# EXTRAIT DU TEXTE
_ _ _ _ _ _ _
Après six mois à Nantes et six mois à Sao Paulo, je suis rentrée transformée. Le programme m’a ouvert grand l’esprit sur un mode de pensée durable. Je me sentais prête à appliquer toutes ces connaissances et à gérer une entreprise qui jouerait un rôle stratégique pour développer mon environnement rural. Notre pays se repose sur ses lauriers depuis trop longtemps, gâté par d’abondantes réserves de diamants. Nous importons des denrées alimentaires en excès, juste parce qu’on peut se le permettre. Ce n’est pas une stratégie viable à long terme. Le gaspillage alimentaire est également une problématique culturelle. Par exemple, aux funérailles et aux mariages, les hôtes prévoient toujours des quantités excessives de nourriture pour afficher leur richesse. Nous devons également faire plus d’efforts pour économiser l’eau et l’électricité. Je me suis donné pour mission de changer à la fois le système et les mentalités.
Avec quelques négociants en agroalimentaire, nous avons eu l’idée d’organiser un événement qui véhiculerait des valeurs pédagogiques qu’on ne voyait pas dans les salons traditionnels. J’ai mis en avant le programme de développement durable, nous avons invité tous les acteurs clés à participer aux échanges, des organisations locales aux grands pontes du secteur diamantaire, et j’ai commencé à mener une sorte de révolution verte. Peu après, Lucara, une compagnie de diamant canadienne implantée au Botswana m’a contactée. Ils avaient entendu parler de mon travail, car ils cherchaient à entrer dans le secteur de l’agriculture durable et ils m’ont employée comme consultante RSE.
_ _ _ _ _ _ _
Entrées de données extraites
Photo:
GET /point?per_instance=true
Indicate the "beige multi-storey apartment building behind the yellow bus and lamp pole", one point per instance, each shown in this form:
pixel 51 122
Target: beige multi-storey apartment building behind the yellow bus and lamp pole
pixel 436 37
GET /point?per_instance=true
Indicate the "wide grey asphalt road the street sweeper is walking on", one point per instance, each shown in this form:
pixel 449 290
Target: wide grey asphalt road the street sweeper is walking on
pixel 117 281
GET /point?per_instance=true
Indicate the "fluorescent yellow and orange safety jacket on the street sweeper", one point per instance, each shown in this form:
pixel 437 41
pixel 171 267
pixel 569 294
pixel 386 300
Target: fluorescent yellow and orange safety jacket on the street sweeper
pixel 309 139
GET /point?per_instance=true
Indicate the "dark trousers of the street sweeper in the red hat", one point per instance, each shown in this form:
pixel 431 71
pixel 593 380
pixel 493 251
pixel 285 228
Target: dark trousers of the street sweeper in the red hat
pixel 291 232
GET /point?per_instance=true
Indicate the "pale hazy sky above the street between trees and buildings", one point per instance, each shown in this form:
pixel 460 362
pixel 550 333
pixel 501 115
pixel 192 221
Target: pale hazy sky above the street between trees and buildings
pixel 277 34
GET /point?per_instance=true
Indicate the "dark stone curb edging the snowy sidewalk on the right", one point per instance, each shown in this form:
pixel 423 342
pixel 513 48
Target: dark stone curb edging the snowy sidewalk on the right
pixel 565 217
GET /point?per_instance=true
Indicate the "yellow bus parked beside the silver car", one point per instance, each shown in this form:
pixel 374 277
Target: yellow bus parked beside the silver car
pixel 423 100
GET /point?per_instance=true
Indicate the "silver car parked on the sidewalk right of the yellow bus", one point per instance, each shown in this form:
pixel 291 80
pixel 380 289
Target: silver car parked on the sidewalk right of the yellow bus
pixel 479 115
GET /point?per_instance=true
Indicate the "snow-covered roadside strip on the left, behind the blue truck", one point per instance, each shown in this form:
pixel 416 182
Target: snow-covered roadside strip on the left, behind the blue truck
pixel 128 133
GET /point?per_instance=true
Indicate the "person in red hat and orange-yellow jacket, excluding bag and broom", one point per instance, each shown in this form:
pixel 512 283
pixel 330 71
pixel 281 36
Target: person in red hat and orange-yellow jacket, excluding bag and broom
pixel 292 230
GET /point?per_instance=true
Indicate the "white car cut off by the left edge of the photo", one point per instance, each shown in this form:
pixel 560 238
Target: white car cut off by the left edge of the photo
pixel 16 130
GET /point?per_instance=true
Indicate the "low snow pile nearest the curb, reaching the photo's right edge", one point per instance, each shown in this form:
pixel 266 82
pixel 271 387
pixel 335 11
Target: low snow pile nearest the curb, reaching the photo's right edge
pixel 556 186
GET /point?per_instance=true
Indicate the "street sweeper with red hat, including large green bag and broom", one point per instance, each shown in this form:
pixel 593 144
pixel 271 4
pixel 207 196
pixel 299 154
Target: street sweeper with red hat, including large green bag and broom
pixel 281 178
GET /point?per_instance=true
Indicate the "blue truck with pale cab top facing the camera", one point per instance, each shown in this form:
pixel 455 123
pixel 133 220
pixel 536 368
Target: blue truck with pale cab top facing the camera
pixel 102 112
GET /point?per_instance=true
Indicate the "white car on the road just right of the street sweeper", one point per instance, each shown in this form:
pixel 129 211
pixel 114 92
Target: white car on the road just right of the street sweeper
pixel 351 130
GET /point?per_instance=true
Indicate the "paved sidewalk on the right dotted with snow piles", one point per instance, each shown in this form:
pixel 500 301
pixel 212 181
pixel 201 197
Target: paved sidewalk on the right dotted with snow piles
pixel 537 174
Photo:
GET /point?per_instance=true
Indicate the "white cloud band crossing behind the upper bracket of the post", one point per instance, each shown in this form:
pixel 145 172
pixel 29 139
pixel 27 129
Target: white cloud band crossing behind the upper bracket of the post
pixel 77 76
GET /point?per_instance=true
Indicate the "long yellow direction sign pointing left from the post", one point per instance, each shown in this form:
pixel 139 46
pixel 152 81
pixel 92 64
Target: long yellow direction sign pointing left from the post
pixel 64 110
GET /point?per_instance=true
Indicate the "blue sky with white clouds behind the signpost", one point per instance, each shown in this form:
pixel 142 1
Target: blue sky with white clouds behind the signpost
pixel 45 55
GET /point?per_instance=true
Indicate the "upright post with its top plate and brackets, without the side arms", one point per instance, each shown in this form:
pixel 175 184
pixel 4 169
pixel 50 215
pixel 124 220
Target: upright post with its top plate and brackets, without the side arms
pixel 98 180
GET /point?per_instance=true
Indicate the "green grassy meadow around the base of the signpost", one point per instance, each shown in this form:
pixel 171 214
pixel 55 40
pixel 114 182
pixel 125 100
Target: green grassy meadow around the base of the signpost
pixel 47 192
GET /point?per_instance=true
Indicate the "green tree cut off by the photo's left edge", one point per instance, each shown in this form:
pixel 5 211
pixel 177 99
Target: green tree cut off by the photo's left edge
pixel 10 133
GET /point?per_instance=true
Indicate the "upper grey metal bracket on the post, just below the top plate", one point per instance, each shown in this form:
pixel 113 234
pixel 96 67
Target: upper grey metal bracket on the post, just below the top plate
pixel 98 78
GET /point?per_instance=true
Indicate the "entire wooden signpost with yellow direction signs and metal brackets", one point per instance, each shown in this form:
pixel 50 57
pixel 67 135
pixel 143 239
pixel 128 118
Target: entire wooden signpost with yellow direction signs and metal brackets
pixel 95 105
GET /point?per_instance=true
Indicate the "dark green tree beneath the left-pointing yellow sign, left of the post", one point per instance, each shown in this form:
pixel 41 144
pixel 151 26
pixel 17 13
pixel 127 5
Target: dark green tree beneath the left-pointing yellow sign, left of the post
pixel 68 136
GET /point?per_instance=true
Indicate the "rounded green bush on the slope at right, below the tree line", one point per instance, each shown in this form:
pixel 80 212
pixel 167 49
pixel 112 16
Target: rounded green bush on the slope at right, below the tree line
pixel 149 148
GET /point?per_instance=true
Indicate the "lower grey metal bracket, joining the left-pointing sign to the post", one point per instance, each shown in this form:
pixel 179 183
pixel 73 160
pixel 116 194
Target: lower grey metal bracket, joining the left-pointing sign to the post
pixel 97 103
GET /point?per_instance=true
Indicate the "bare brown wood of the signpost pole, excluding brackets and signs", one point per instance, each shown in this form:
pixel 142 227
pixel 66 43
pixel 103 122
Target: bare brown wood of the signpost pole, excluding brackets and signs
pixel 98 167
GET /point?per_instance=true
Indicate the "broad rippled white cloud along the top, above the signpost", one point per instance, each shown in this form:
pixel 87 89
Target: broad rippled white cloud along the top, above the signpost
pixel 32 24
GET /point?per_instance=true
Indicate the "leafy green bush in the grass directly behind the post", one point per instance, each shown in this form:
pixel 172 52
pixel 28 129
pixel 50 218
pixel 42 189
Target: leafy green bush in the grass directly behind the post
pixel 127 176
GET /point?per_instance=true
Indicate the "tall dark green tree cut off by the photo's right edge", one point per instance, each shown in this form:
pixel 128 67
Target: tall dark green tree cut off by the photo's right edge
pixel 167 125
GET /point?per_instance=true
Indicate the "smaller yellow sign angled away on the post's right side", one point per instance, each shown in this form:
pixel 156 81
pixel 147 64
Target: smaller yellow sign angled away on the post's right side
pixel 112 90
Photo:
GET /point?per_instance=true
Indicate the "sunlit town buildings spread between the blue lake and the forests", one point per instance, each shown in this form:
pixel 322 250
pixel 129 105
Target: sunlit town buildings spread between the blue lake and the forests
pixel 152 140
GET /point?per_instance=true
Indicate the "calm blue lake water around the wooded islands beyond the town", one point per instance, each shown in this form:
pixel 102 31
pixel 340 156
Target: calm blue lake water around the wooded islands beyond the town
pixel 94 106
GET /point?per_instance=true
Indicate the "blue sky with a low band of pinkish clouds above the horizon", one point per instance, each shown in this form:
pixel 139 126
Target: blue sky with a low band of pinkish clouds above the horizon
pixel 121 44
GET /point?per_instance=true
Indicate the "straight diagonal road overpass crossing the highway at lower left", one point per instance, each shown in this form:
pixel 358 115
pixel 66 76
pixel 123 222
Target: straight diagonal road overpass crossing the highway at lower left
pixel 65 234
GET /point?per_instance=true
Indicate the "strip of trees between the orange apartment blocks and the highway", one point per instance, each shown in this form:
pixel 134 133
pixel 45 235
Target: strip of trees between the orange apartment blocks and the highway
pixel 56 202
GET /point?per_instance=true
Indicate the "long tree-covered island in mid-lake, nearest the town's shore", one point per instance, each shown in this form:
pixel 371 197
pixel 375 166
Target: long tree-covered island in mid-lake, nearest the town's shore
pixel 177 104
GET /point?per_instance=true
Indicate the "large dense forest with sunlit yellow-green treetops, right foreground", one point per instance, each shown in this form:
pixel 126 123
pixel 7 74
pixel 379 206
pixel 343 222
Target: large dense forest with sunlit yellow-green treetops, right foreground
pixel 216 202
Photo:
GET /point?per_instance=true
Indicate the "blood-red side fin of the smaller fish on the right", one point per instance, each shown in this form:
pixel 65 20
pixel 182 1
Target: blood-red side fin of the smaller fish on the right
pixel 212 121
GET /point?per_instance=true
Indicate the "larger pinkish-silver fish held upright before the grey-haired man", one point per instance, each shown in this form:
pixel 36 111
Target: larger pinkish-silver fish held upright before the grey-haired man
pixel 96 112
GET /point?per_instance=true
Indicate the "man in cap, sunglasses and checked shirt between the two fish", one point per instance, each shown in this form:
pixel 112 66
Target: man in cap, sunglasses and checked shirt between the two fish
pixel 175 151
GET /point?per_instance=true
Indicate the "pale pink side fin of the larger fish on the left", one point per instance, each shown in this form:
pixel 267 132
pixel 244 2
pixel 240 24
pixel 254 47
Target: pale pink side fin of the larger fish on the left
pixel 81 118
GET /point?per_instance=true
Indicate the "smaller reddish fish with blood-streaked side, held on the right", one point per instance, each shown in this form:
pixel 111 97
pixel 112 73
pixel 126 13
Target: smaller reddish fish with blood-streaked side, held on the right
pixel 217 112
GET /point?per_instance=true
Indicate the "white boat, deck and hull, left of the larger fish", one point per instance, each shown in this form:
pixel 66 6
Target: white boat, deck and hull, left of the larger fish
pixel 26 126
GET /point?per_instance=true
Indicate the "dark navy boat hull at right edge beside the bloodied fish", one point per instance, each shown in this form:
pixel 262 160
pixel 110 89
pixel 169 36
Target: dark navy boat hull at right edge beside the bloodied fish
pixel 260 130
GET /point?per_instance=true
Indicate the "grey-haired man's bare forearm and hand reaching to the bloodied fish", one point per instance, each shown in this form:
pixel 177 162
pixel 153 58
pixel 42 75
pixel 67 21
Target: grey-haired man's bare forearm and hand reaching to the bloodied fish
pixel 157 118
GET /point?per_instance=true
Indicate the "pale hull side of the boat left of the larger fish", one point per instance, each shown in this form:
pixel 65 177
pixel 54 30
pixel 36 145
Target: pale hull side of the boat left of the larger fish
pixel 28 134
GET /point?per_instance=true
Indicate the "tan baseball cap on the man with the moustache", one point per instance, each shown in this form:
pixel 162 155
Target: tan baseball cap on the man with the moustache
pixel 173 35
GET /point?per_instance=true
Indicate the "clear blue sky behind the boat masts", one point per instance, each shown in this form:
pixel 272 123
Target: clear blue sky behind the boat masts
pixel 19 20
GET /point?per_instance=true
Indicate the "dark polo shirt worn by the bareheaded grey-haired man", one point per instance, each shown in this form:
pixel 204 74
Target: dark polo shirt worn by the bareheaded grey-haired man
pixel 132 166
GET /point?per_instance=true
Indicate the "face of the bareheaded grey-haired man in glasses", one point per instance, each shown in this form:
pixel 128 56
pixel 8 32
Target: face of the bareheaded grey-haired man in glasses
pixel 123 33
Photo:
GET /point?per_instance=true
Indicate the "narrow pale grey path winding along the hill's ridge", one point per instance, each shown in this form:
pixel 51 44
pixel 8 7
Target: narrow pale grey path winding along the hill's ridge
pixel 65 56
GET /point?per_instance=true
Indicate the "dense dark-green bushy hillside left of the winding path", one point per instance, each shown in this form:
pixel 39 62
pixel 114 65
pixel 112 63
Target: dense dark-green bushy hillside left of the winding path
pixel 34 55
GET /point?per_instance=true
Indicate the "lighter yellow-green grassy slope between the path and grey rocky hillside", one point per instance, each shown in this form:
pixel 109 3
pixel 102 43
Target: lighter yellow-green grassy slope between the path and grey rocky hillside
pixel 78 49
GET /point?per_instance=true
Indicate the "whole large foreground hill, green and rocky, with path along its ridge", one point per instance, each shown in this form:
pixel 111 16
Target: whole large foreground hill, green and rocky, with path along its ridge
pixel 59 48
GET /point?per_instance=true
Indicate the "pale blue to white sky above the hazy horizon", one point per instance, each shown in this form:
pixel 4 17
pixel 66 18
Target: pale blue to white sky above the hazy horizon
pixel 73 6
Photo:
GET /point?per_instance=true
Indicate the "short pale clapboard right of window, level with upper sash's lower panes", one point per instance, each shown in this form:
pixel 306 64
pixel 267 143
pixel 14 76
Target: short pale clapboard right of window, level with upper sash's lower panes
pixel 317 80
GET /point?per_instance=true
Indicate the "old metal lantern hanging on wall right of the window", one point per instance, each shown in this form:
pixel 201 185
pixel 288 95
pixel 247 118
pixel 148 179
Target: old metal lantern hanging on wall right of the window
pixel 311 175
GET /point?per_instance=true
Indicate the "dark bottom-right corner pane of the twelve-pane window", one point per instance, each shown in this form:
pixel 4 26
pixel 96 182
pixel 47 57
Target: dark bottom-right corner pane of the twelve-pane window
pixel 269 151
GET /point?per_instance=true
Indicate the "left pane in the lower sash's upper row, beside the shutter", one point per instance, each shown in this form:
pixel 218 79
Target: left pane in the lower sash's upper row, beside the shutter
_ _ _ _ _ _ _
# ÉNONCÉ DE L'EXERCICE
D'après l'extrait, dans quelles deux villes le programme s'est-il déroulé, et pendant combien de temps dans chacune ?

# RÉSULTAT DE L'EXERCICE
Six mois à Nantes et six mois à Sao Paulo.